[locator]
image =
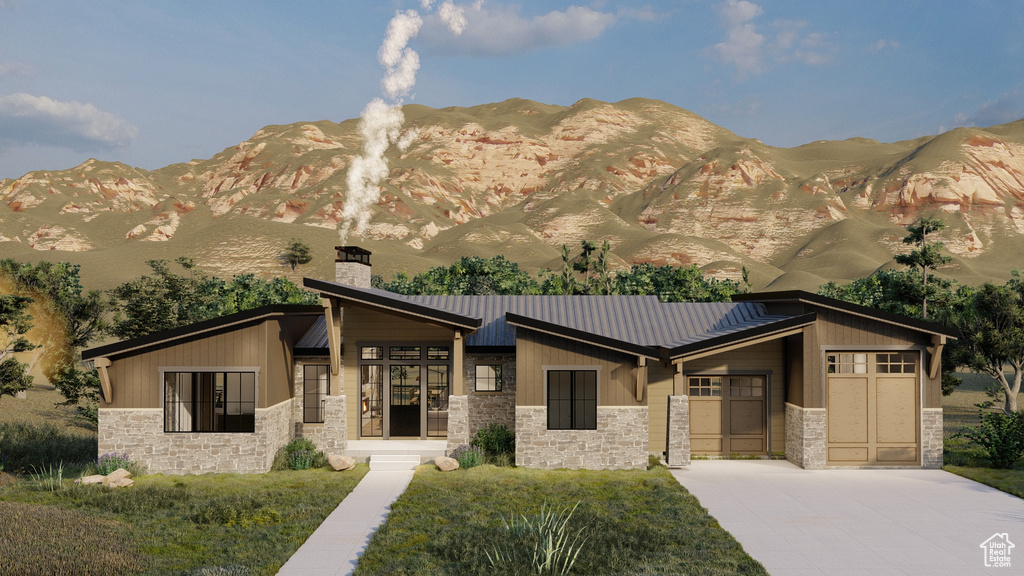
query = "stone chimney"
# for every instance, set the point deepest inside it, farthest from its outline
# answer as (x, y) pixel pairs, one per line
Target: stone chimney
(352, 266)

**What you need to do:** Rewrite every line of the listing above as a numbered list, skipping any blank lines and leaving out the pictures.

**Response:**
1. [locator]
2. image =
3. query = "stone chimney"
4. # for every instance, set the point deepest inside it, farthest from its outline
5. # answer as (x, y) pixel pairs, one per line
6. Target: stone chimney
7. (352, 266)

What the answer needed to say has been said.